Au final, la seule option viable – outre celle de l’unique mandat de rédiger la constitution d’un Québec indépendant – demeure l’idée de proposer un seul projet de constitution avec une question distincte sur l’indépendance. Celle-ci a l’avantage de formuler un projet politique favorisant l’unité de la délibération publique et la clarté du processus, tout en laissant la possibilité de voter de manière distincte sur un article qui ne fait pas consensus. De plus, un scénario semblable a déjà été expérimenté ailleurs dans le monde récemment. Par exemple, l’assemblée constituante islandaise de 2011 présenta six questions à la population : la première portait sur le désir des citoyens d’avoir une nouvelle constitution, alors que les autres portaient sur des articles plus controversés comme la propriété collective des ressources naturelles ou le maintien de l’Église luthérienne nationale.

# # # #

_Consigne 1_:
Recopiez le passage du texte sur le projet de constitution, en commençant à « Au final, la » et en terminant à « l’Église luthérienne nationale. ».
_Consigne 2_:
Répondez à ces questions d'après le texte sur le projet de constitution :
(a) Sur quoi porterait la question distincte qui accompagnerait le projet unique de constitution ?
(b) En quelle année l'assemblée constituante islandaise a-t-elle soumis ses questions à la population ?
(c) Combien de questions cette assemblée a-t-elle présentées ?
_Consigne 3_:
Dans la phrase du texte sur le projet de constitution qui commence par « Celle-ci a l'avantage », relevez tous les avantages attribués à l'option d'un seul projet avec une question distincte.

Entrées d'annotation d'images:
# # # #

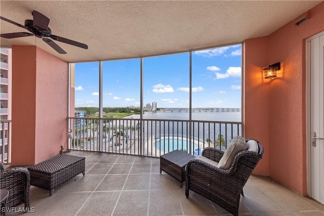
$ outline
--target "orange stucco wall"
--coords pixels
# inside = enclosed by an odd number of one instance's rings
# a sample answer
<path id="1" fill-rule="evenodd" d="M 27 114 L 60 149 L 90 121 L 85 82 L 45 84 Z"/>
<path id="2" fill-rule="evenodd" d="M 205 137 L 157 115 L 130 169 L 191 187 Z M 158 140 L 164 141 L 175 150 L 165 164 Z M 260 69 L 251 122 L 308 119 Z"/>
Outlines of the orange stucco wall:
<path id="1" fill-rule="evenodd" d="M 36 48 L 12 46 L 11 164 L 35 162 Z"/>
<path id="2" fill-rule="evenodd" d="M 268 161 L 262 159 L 256 172 L 266 172 L 262 170 L 266 166 L 263 163 L 268 163 L 271 177 L 303 195 L 307 194 L 305 39 L 324 31 L 324 2 L 309 13 L 310 19 L 298 26 L 296 20 L 292 20 L 269 35 L 247 40 L 245 45 L 245 104 L 250 105 L 245 110 L 246 137 L 268 137 L 263 144 L 269 151 Z M 261 57 L 256 55 L 262 55 L 259 46 L 266 53 Z M 277 62 L 281 66 L 277 77 L 266 81 L 262 78 L 260 91 L 268 92 L 264 96 L 268 107 L 258 103 L 253 107 L 251 101 L 262 101 L 262 94 L 253 92 L 247 84 L 251 84 L 258 73 L 257 65 L 261 68 Z M 249 97 L 254 100 L 247 100 Z M 268 120 L 258 121 L 264 129 L 260 134 L 259 128 L 251 128 L 248 119 L 262 113 L 268 115 Z"/>
<path id="3" fill-rule="evenodd" d="M 12 50 L 12 164 L 32 165 L 66 141 L 68 64 L 35 46 Z"/>
<path id="4" fill-rule="evenodd" d="M 247 40 L 244 43 L 243 118 L 244 137 L 257 140 L 264 153 L 254 173 L 269 176 L 269 80 L 263 79 L 262 67 L 268 65 L 268 37 Z"/>

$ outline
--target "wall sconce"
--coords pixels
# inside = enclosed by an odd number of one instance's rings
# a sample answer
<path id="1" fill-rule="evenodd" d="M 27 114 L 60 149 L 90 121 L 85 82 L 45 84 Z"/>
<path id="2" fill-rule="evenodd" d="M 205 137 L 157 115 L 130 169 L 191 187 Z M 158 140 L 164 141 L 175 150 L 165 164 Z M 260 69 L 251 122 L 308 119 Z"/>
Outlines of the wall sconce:
<path id="1" fill-rule="evenodd" d="M 263 68 L 264 71 L 264 78 L 268 79 L 277 77 L 277 71 L 280 70 L 280 62 L 277 62 L 269 67 Z"/>

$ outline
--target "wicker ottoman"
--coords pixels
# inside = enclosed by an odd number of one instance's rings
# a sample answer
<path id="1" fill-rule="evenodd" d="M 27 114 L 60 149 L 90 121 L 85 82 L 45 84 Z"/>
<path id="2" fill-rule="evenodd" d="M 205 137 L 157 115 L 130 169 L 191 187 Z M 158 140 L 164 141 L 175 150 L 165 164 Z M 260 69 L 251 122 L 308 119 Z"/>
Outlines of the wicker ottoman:
<path id="1" fill-rule="evenodd" d="M 186 180 L 185 168 L 189 160 L 194 156 L 182 151 L 176 150 L 160 156 L 160 173 L 164 171 L 180 183 Z"/>
<path id="2" fill-rule="evenodd" d="M 82 172 L 85 175 L 85 158 L 63 154 L 28 167 L 30 185 L 50 191 Z"/>

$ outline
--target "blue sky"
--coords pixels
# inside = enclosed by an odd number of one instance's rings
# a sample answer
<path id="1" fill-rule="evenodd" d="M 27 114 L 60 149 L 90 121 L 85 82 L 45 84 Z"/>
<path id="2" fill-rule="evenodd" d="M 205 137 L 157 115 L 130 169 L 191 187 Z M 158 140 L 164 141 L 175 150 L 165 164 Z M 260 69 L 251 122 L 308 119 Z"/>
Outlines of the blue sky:
<path id="1" fill-rule="evenodd" d="M 189 107 L 189 53 L 143 58 L 143 104 Z M 103 63 L 104 107 L 139 106 L 140 59 Z M 241 45 L 193 52 L 192 107 L 241 107 Z M 75 63 L 75 106 L 99 106 L 99 63 Z"/>

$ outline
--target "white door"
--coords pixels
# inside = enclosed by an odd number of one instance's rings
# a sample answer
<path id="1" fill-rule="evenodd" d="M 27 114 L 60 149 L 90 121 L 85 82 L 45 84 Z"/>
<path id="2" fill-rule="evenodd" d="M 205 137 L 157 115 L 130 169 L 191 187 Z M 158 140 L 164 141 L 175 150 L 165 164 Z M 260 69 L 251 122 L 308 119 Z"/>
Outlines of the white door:
<path id="1" fill-rule="evenodd" d="M 324 204 L 324 32 L 307 40 L 308 194 Z"/>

# # # #

_Bonne réponse 1_:
Au final, la seule option viable – outre celle de l’unique mandat de rédiger la constitution d’un Québec indépendant – demeure l’idée de proposer un seul projet de constitution avec une question distincte sur l’indépendance. Celle-ci a l’avantage de formuler un projet politique favorisant l’unité de la délibération publique et la clarté du processus, tout en laissant la possibilité de voter de manière distincte sur un article qui ne fait pas consensus. De plus, un scénario semblable a déjà été expérimenté ailleurs dans le monde récemment. Par exemple, l’assemblée constituante islandaise de 2011 présenta six questions à la population : la première portait sur le désir des citoyens d’avoir une nouvelle constitution, alors que les autres portaient sur des articles plus controversés comme la propriété collective des ressources naturelles ou le maintien de l’Église luthérienne nationale.

_Bonne réponse 2_:
(a) Sur l'indépendance.
(b) En 2011.
(c) Six.

_Bonne réponse 3_:
- favoriser l'unité de la délibération publique
- favoriser la clarté du processus
- laisser la possibilité de voter de manière distincte sur un article qui ne fait pas consensus